> _Text extract_:
++++++++++++++++++++

Emerging growth company
If an emerging growth company, indicate by check mark if the registrant has elected not to use the extended transition period for complying with any new or revised financial accounting standards provided pursuant to Section 13(a) of the Exchange Act. ☐
Item 5.02 Departure of Directors or Certain Officers; Election of Directors; Appointment of Certain Officers; Compensatory Arrangements of Certain Officers
(d) Election of Directors.
On December 14, 2023, the Board approved:
1) Ms. Pamela Asbury, Vice President, Genworth Life Insurance Company, to serve as Chair of the Enterprise Risk Management Committee, Vice Chair of the Operational Risk Committee and to serve on the Governance and Public Policy Committee, Diversity, Equity & Inclusion Committee, and the Executive Committee;
2) Ms. Louise M. Herrle, to serve as Vice Chair of the Board, and on the Diversity Equity & Inclusion Committee, the Enterprise Risk Management Committee, and the Executive Committee;
3) Ms. Angel Helm, to serve as Chair of the Finance Committee, and serve on the Audit Committee, Enterprise Risk Management Committee, Diversity, Equity & Inclusion Committee, and the Executive Committee; and
4) Ms. Sheryl Jordan, Executive Vice President, and Managing Director, Financial Institutions Group, PNC Bank, N.A., to serve on the Finance Committee, Human Resources Committee, Diversity Equity & Inclusion Committee, and the Enterprise Risk Management Committee.

++++++++++++++++++++

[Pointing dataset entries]

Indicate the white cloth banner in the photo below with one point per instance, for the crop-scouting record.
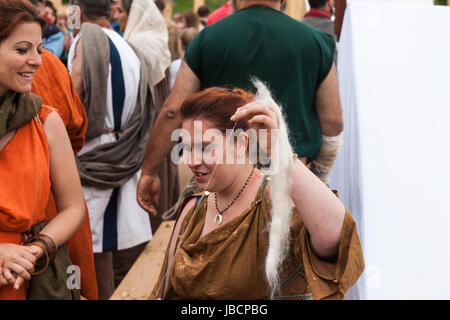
(393, 170)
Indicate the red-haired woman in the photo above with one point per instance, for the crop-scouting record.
(36, 158)
(248, 235)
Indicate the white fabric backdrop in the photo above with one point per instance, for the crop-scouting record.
(393, 170)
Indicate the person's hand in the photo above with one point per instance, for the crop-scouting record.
(259, 116)
(148, 190)
(18, 261)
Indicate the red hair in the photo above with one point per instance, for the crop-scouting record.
(217, 105)
(15, 12)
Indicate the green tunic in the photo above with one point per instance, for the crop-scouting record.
(289, 56)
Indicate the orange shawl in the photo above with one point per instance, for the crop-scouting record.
(25, 188)
(53, 83)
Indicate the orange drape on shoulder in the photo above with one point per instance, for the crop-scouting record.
(53, 83)
(80, 244)
(24, 189)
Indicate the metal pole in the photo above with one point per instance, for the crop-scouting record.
(296, 8)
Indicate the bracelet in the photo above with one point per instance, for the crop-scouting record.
(47, 259)
(49, 243)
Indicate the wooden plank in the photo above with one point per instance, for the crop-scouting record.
(140, 280)
(296, 9)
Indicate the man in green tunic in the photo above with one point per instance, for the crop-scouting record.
(293, 59)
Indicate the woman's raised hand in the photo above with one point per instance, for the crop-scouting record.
(18, 262)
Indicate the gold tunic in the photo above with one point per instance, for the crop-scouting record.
(229, 262)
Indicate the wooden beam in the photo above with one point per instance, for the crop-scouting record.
(198, 4)
(296, 9)
(140, 280)
(340, 6)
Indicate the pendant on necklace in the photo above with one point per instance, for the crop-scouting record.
(218, 219)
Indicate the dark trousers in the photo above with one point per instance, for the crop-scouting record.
(112, 267)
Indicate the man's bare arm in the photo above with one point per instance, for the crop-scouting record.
(329, 112)
(159, 144)
(328, 105)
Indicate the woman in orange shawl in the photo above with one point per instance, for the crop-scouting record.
(35, 155)
(276, 233)
(53, 83)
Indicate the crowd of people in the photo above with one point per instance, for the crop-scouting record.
(87, 116)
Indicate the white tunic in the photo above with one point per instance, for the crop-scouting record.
(133, 223)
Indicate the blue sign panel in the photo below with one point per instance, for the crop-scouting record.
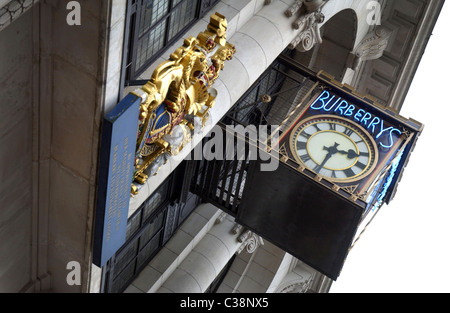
(116, 169)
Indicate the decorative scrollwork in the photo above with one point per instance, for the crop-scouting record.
(250, 242)
(307, 23)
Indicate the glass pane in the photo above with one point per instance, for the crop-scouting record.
(151, 43)
(155, 201)
(151, 230)
(181, 17)
(151, 12)
(133, 224)
(125, 257)
(148, 250)
(120, 281)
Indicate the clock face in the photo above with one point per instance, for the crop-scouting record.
(334, 148)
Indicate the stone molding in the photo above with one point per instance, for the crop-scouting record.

++++++++++++++++++++

> _Task A_:
In the board appointments filing, which person was approved to serve as Vice Chair of the Board?
> _Task B_:
Continue the board appointments filing, picking up right after its last sentence.
The entries play no role in the tasks.

> _Response A_:
Ms. Louise M. Herrle

> _Response B_:
In addition, the Board approved the following standing Board Committee assignments for 2024 for both the newly elected and all other directors. The composition of each Committee of the Board of Directors for 2024 is:
AUDIT
Mr. James V. Dionise, Chair
Mr. Thomas Bailey, Vice Chair
Ms. Barbara Adams
Ms. Angel L. Helm
Ms. Blanche L. Jackson
AFFORDABLE HOUSING, PRODUCTS & SERVICES
Mr. Glenn R. Brooks, Chair
Ms. Barbara Adams, Vice Chair
Mr. Thomas Bailey
Ms. Blanche L. Jackson
Ms. Jeane Vidoni
DIVERSITY, EQUITY & INCLUSION
Mr. Romulo L. Diaz, Jr., Esq., Chair
Ms. Blanche Jackson, Vice Chair
This is a committee of the whole Board of Directors.
ENTERPRISE RISK MANAGEMENT
Ms. Pamela C. Asbury, Chair
Mr. Thomas Bailey, Vice Chair
This is a committee of the whole Board of Directors.
FINANCE
Ms. Angel L. Helm, Chair
Mr. James V. Dionise, Vice Chair
Mr. Romulo L. Diaz, Jr., Esq.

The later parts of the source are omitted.